Render the entries between the lines holding "For full credit, report the precise bounding box of the clear" and "974,507,1144,547", inclusive, as a two-column CSV with the headers instruction and bbox. Give one row per entry, with its text and its answer each in a single quoted field and line breaks replaced by spaces.

** START Provided records **

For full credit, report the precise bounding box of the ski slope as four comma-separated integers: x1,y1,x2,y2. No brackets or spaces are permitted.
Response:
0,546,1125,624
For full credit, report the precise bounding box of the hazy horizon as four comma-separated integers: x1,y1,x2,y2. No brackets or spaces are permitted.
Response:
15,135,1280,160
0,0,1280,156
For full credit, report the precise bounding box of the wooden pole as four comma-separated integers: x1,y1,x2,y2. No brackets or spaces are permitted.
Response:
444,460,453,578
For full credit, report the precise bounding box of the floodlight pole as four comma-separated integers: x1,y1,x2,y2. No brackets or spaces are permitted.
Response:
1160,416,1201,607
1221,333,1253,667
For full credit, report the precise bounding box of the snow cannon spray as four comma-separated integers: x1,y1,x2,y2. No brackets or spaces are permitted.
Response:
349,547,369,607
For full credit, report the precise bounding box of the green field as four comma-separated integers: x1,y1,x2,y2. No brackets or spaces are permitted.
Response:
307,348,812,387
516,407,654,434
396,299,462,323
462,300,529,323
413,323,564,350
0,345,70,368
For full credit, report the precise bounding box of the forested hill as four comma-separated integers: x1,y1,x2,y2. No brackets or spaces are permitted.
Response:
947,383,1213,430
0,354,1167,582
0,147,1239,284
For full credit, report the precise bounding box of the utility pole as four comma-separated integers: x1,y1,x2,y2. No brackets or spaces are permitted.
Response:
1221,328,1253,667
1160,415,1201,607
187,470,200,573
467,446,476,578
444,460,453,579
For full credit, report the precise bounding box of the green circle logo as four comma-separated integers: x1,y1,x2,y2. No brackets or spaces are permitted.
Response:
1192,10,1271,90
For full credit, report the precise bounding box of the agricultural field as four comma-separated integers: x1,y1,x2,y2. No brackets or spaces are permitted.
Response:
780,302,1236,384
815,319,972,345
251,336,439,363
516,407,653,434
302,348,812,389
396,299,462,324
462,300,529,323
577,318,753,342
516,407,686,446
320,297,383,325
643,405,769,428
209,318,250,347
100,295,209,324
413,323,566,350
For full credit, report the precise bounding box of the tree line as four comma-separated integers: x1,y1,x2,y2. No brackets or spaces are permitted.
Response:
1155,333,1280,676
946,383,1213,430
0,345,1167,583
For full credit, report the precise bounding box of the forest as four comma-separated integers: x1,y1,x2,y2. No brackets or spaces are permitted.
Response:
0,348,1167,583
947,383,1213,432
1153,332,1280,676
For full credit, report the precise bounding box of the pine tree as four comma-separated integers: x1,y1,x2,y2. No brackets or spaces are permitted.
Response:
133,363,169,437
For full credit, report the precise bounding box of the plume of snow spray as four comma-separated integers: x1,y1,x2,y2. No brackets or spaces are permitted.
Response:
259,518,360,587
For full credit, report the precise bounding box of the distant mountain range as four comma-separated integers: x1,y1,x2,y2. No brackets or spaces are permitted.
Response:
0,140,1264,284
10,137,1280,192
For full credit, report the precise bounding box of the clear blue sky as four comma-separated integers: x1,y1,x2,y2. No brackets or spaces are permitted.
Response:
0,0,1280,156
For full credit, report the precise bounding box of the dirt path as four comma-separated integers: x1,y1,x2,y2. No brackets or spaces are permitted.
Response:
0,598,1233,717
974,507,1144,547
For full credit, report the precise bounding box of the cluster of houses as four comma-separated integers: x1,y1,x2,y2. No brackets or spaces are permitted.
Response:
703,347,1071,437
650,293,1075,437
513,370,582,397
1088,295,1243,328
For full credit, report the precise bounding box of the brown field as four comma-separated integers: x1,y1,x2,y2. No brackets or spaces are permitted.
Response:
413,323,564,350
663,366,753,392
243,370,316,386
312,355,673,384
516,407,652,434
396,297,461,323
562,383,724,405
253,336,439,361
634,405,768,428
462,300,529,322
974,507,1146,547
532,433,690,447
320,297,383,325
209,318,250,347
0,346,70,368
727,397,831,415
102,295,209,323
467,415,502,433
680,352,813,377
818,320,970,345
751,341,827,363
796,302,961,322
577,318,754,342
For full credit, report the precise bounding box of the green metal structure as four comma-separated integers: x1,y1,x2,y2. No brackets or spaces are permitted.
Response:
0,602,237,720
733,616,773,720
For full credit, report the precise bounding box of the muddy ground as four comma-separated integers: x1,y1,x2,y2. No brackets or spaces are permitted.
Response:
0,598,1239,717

** END Provided records **

Result:
instruction,bbox
"For full credit, report the precise bounding box of the clear blue sky as four comma-separated integers: x1,y1,x2,y2. No brackets or spaces are permitted. Response:","0,0,1280,156"
"For full credit, report the precise bounding box of the dirt path as four comma-separated integers: x1,y1,x2,y2. No brackets or spaces are permitted. Response:","0,598,1233,717 974,507,1144,547"